DOCUMENT TEXT:
BEGIN
Purchase this article with an account.
Mike Lin; A Quantitative In Vivo Assay For Measuring Tnf-α Induced Retinal Vascular Permeability. Invest. Ophthalmol. Vis. Sci. 2012;53(14):2963.
Download citation file:
© ARVO (1962-2015); The Authors (2016-present)
Purpose: Blood-retinal barrier breakdown occurs in many ocular diseases associated with inflammation. The effect of inflammatory cytokine Tumor necrosis factor (TNF)-α on retinal vascular permeability was investigated in adult rats, and a quantitative in vivo assay was established.
Methods: Adult Sprague Dawley rats were intravitreally challenged with a range of doses (10-1000 ng) of recombinant human (rh) TNF-α. At several time points post TNF-α stimulation, retinal vascular permeability was evaluated by measuring the extravasated vascular tracer Evan’s Blue dye in retinal tissue normalized with plasma Evan’s Blue concentration and retina weight. The optimum amount and duration of rhTNF-α stimulation were used in later inhibitor study, in which two TNF-α specific inhibitors, AL-50738 and AL-88974, were given intravitreally 24 hrs prior to TNF-α injection. In addition, the retinal protein level of Vascular Endothelial Growth Factor (VEGF) after TNF-α treatment was measured by Elisa.
Results: rh TNF-α dose-dependently induced retinal vascular leakage in rats, with robust leakage observed at 48-72 hours after 300-1000 ng TNF-α intravitreal injection. Two specific TNF-α inhibitors, ESBA105 and ESBA1622 efficaciously prevented TNF-α induced retinal vascular leakage. No significant change in retinal VEGF protein level was observed after recombinant human or rat TNF-α treatment.
Conclusions: The rat retinal vasculature reproducibly responded to human TNF-α stimulation in a VEGF-independent manner. Evan’s Blue measurement can quantitatively measure TNF-α induced retinal vascular leakage. This in vivo model can be further used for evaluating anti-TNF-α agents.
END
ABOUT THIS TASK:
Decide whether each statement agrees with the abstract on TNF-α and retinal vascular permeability above, answering yes or no and quoting the words that decide it. 1. The rats were given rhTNF-α doses between 10 and 1000 ng. 2. Retinal VEGF protein levels rose significantly after TNF-α treatment. 3. Robust leakage appeared 48-72 hours after injection of 300-1000 ng TNF-α.

EXCERPTED RECORDS:
BEGIN
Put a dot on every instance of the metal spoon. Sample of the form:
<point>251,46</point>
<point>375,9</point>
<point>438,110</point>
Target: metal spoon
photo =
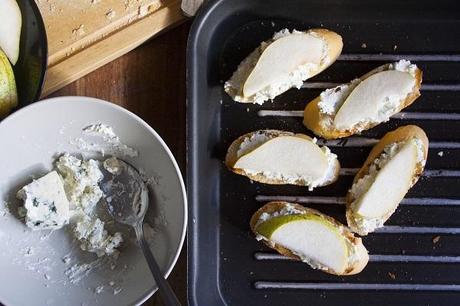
<point>127,201</point>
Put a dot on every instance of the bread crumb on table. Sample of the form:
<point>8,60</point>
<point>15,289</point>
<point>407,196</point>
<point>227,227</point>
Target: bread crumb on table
<point>79,31</point>
<point>110,14</point>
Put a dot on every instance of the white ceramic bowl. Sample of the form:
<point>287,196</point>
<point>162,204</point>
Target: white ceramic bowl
<point>32,269</point>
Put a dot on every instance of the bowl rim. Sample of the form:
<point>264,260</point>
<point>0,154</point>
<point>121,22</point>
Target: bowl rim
<point>43,38</point>
<point>86,99</point>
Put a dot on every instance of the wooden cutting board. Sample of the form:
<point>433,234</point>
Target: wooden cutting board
<point>86,34</point>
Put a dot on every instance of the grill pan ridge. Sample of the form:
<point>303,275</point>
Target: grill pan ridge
<point>415,258</point>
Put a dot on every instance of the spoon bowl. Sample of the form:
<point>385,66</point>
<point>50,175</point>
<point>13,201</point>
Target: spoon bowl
<point>127,201</point>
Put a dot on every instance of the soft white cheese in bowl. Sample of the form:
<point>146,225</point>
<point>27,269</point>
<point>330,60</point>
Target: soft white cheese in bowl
<point>58,262</point>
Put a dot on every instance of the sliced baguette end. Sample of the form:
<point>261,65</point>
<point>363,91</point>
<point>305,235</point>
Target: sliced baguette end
<point>232,157</point>
<point>272,207</point>
<point>313,117</point>
<point>401,134</point>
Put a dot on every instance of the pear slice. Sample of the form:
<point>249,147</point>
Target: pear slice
<point>287,157</point>
<point>10,30</point>
<point>310,237</point>
<point>367,102</point>
<point>281,58</point>
<point>8,93</point>
<point>390,185</point>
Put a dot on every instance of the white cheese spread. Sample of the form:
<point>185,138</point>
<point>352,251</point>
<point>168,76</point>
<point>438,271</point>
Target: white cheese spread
<point>289,209</point>
<point>81,179</point>
<point>332,99</point>
<point>257,139</point>
<point>294,79</point>
<point>363,184</point>
<point>45,203</point>
<point>104,140</point>
<point>94,238</point>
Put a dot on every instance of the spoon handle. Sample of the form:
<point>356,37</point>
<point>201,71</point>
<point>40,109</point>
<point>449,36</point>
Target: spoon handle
<point>167,294</point>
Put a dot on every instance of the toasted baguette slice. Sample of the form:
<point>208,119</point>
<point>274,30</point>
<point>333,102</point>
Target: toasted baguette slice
<point>306,234</point>
<point>283,62</point>
<point>392,168</point>
<point>278,157</point>
<point>365,102</point>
END
EXERCISE SOLUTION:
1. Yes: "a range of doses (10-1000 ng) of recombinant human (rh) TNF-α"
2. No: "No significant change in retinal VEGF protein level was observed after recombinant human or rat TNF-α treatment."
3. Yes: "with robust leakage observed at 48-72 hours after 300-1000 ng TNF-α intravitreal injection"